Messaging & event-driven architecture
Queues and pub/sub (Kafka, RabbitMQ, SQS), why at-least-once delivery forces idempotent consumers, and event-driven vs request/response tradeoffs.
Messaging decouples producers from consumers in time: the sender drops a message and moves on, the receiver processes when it can. That buys you resilience and scale — at the cost of having to design for at-least-once delivery, which is the source of most messaging bugs. Master one idea and the rest follows: the broker can deliver a message twice, so your consumer must be idempotent.
Queue vs pub/sub: the two delivery shapes
A queue is for work distribution: N workers compete, each message handled once — scale throughput by adding workers. Pub/sub is for broadcast: one event, many independent reactions (an order-placed event triggers billing, inventory, email, and analytics, each its own subscriber). Kafka blurs the line — a topic is durable, and each consumer group gets its own independent cursor, so it can act like a queue (one group, load-balanced across partitions) or like pub/sub (many groups, each reading the full stream).

::::

§ **Exercise requirements**
1 – In the messaging overview, what property must a consumer have because the broker can deliver a message twice?
2 – Quote the messaging overview from "Messaging & event-driven" to "vs request/response tradeoffs.".

§ **Information provided**
::::

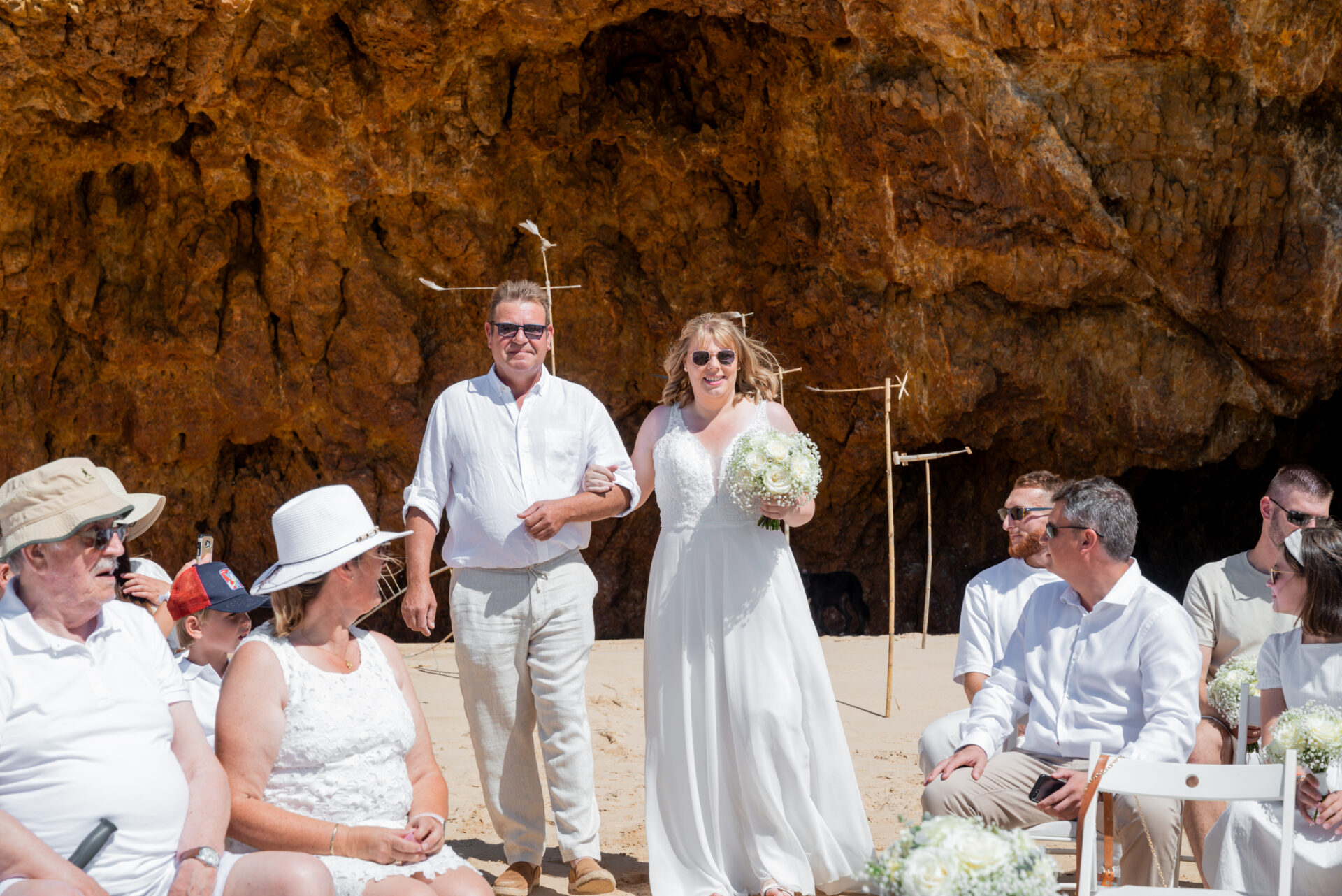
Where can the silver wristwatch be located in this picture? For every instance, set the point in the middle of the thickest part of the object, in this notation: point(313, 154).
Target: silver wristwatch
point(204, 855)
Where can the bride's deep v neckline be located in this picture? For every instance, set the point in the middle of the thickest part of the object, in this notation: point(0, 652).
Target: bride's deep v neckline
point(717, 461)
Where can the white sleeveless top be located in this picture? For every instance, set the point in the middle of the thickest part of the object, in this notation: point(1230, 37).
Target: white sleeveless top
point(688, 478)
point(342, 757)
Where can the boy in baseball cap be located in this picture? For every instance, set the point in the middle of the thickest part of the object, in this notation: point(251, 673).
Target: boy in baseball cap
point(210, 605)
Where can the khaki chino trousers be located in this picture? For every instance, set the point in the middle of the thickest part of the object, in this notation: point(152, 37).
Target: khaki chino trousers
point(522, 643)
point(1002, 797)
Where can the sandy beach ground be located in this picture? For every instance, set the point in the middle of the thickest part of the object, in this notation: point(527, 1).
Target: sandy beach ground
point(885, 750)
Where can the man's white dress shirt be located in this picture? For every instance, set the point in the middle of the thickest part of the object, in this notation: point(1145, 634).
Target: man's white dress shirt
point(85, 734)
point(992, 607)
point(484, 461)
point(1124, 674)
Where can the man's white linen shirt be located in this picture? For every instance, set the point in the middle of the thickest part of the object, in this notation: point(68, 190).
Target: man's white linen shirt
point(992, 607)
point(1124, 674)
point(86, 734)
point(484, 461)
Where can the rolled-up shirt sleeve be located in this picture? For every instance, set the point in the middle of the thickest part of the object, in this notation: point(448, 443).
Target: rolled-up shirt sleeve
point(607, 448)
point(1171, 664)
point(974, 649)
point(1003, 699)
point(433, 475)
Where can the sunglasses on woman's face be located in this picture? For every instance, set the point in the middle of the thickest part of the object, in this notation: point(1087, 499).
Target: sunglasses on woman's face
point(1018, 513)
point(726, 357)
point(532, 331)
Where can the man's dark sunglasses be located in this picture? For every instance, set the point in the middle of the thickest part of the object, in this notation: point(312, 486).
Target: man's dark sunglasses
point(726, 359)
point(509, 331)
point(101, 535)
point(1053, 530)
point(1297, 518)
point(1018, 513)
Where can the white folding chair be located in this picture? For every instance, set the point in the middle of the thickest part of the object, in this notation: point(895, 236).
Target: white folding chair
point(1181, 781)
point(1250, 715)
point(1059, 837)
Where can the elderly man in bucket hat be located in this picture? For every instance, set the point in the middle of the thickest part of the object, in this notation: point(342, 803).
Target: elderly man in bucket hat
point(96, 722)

::::

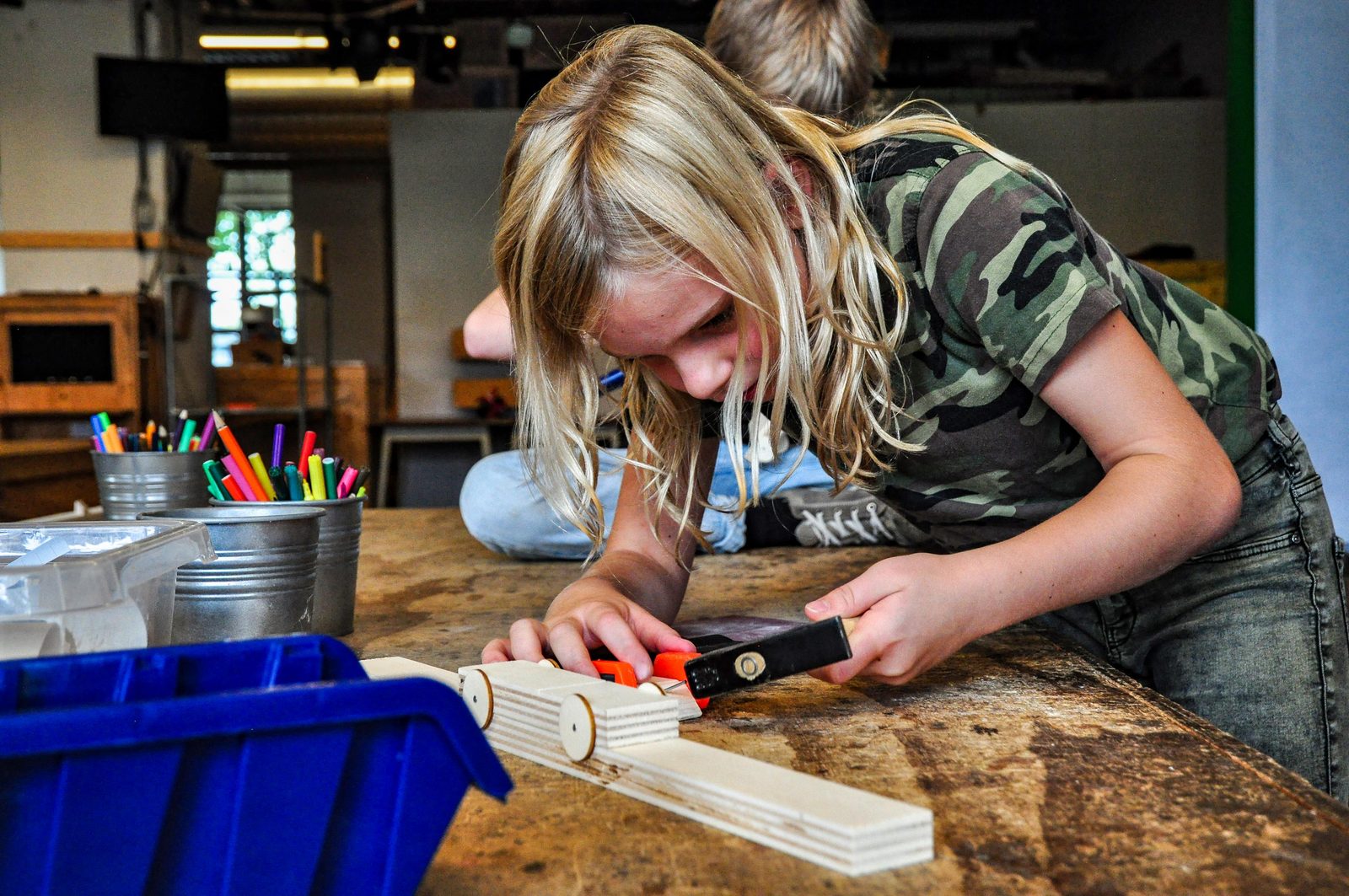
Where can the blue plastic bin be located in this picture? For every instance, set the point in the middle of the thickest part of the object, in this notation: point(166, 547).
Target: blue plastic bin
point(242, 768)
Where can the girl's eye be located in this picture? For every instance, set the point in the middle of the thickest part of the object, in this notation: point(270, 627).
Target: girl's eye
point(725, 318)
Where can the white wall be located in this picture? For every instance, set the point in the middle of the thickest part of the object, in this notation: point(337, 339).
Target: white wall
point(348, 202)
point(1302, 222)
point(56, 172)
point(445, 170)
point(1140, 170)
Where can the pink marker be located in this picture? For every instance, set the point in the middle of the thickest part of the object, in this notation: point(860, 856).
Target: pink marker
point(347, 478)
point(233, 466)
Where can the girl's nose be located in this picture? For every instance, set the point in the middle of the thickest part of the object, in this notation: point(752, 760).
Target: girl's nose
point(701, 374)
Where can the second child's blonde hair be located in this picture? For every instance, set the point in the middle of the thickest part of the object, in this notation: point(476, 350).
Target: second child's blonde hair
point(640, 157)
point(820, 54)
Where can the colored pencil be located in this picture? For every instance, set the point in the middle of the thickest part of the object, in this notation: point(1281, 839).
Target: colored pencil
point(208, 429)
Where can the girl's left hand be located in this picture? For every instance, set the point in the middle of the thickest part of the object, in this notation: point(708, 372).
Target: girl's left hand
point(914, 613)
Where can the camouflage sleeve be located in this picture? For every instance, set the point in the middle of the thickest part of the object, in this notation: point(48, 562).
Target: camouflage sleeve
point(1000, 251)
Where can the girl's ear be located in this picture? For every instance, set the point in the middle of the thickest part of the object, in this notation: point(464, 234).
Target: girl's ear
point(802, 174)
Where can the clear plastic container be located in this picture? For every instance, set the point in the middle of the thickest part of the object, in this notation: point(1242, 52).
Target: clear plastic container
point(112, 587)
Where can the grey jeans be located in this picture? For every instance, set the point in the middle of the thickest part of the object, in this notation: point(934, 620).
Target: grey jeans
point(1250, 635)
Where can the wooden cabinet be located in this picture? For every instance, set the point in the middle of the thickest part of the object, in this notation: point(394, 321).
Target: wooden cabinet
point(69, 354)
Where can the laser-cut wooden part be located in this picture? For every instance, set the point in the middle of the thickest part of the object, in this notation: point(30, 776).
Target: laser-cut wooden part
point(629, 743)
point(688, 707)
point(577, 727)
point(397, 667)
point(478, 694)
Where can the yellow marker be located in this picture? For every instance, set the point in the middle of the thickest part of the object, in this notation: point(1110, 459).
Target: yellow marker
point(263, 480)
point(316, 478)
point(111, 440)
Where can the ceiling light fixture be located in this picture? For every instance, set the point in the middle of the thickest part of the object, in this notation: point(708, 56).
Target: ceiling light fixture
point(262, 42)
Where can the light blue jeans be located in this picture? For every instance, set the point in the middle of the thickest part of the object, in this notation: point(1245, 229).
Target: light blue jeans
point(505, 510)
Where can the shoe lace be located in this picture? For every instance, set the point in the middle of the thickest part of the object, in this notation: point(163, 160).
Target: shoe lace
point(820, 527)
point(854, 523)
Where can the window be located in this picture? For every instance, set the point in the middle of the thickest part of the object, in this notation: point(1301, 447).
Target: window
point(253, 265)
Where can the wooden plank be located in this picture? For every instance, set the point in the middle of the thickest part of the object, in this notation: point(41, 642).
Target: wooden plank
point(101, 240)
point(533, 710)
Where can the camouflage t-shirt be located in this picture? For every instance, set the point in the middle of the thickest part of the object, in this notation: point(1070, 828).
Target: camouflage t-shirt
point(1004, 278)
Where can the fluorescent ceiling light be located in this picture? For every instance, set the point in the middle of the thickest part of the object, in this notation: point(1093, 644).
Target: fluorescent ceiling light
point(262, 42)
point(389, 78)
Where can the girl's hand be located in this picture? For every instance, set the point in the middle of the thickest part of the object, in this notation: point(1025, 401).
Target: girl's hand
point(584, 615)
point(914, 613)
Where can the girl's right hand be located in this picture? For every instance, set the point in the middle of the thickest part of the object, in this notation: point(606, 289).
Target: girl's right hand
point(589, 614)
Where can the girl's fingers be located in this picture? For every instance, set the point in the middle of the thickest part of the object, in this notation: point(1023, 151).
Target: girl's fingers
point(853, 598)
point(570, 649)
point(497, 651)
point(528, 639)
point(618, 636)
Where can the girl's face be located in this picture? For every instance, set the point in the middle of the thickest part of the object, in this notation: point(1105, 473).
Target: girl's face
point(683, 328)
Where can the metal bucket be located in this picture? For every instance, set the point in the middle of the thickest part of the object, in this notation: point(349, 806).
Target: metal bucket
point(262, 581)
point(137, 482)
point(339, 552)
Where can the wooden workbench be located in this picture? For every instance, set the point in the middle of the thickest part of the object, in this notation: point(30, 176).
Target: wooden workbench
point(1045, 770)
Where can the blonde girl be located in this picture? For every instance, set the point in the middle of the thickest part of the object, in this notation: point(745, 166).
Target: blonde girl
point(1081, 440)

::::

§ **Answers to the exercises**
1 – The consumer must be idempotent.

2 –
Messaging & event-driven architecture
Queues and pub/sub (Kafka, RabbitMQ, SQS), why at-least-once delivery forces idempotent consumers, and event-driven vs request/response tradeoffs.